# TASK INSTRUCTIONS
Output every record below exactly.

# Items from a dataset
■ ■ ■ ■

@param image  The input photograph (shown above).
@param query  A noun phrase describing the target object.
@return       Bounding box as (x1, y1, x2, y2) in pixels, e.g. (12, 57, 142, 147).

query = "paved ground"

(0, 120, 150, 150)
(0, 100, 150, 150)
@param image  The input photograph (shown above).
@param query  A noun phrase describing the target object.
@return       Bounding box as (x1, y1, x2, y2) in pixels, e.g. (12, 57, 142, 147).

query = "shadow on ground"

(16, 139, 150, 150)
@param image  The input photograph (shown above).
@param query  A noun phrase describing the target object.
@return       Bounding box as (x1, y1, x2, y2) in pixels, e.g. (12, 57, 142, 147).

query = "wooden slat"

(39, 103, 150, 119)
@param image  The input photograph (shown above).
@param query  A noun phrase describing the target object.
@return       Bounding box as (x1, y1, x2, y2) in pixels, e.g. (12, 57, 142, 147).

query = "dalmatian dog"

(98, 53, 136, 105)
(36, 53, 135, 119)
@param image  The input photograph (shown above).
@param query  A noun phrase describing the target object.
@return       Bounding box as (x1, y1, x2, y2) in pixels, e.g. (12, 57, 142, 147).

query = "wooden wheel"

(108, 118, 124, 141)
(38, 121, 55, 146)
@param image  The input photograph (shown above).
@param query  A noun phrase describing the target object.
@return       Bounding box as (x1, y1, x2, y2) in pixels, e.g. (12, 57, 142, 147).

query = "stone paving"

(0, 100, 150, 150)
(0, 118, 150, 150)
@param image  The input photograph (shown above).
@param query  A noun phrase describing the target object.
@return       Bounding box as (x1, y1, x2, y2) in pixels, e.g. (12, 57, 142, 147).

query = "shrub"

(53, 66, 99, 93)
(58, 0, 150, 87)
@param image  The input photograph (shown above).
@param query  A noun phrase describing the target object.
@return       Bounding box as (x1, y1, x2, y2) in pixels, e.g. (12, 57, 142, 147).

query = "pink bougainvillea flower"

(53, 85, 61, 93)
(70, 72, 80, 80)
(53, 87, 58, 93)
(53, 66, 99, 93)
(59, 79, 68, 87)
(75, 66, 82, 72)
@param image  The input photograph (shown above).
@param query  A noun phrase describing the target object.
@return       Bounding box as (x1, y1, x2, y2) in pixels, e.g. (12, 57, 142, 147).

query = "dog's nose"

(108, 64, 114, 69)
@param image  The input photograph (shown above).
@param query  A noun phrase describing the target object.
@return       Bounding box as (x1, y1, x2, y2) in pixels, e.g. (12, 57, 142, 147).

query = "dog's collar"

■ ■ ■ ■

# ANSWER SPACE
@param image  The input photograph (shown above).
@param query  A noun phrase describing the target object.
@return       Bounding box as (x1, y1, x2, y2) in pixels, e.g. (12, 57, 142, 147).

query = "paved ground"

(0, 120, 150, 150)
(0, 100, 150, 150)
@param image  The input photograph (shown above).
@param query  A noun phrase describing the target object.
@return       Bounding box as (x1, y1, x2, y2) in pixels, e.g. (12, 57, 142, 147).

query = "shadow on ground"

(16, 139, 150, 150)
@param image  The input photograph (shown above).
@param query  A noun phrase describing the target object.
@return       Bounding box as (x1, y1, x2, y2) in pixels, e.g. (12, 57, 142, 147).

query = "wooden slat"

(39, 103, 150, 119)
@param image  The input photograph (shown above).
@param query  A noun phrase describing the target object.
@return       Bounding box as (x1, y1, x2, y2) in pixels, e.g. (12, 57, 142, 147).

query = "dalmatian dog"

(98, 53, 136, 105)
(36, 53, 135, 119)
@param image  The input photograph (shown above).
@param query  A noun phrase describing the target object.
@return       Bounding box as (x1, y1, x2, y2) in pixels, e.g. (12, 57, 142, 147).

query = "wooden wheel"

(108, 118, 124, 141)
(38, 121, 55, 146)
@param image  The input photograph (shown above).
@param query  A noun phrase describing the target object.
@return       Bounding box as (x1, y1, x2, y2) in pixels, e.g. (12, 57, 142, 147).

query = "stone paving"

(0, 100, 150, 150)
(0, 118, 150, 150)
@param image  The input photograph (shown above).
@param query  A noun phrase describing the target object.
@return       Bounding box as (x1, y1, x2, y2) in pixels, e.g. (12, 57, 142, 147).

query = "shrub"

(53, 66, 99, 93)
(58, 0, 150, 87)
@param image  The input photograph (shown above).
@param query  A noun phrase describing the target object.
@return       Bounding box as (x1, y1, x2, y2) in pixels, e.g. (12, 57, 142, 147).

query = "pink bougainvillea flower"

(53, 85, 61, 93)
(70, 72, 80, 80)
(53, 87, 58, 93)
(53, 66, 99, 93)
(59, 79, 68, 87)
(75, 66, 82, 72)
@param image  The input photograph (shown above).
@param query  A noun phrase describing the target object.
@return       Bounding box as (x1, y1, x2, y2) in pixels, e.g. (12, 57, 142, 147).

query = "dog's nose"

(108, 64, 114, 69)
@param image  The input photograph (shown above).
@param query  A noun phrase describing the target object.
@return       Bounding box as (x1, y1, x2, y2) in pixels, e.g. (12, 57, 142, 147).

query = "dog's collar"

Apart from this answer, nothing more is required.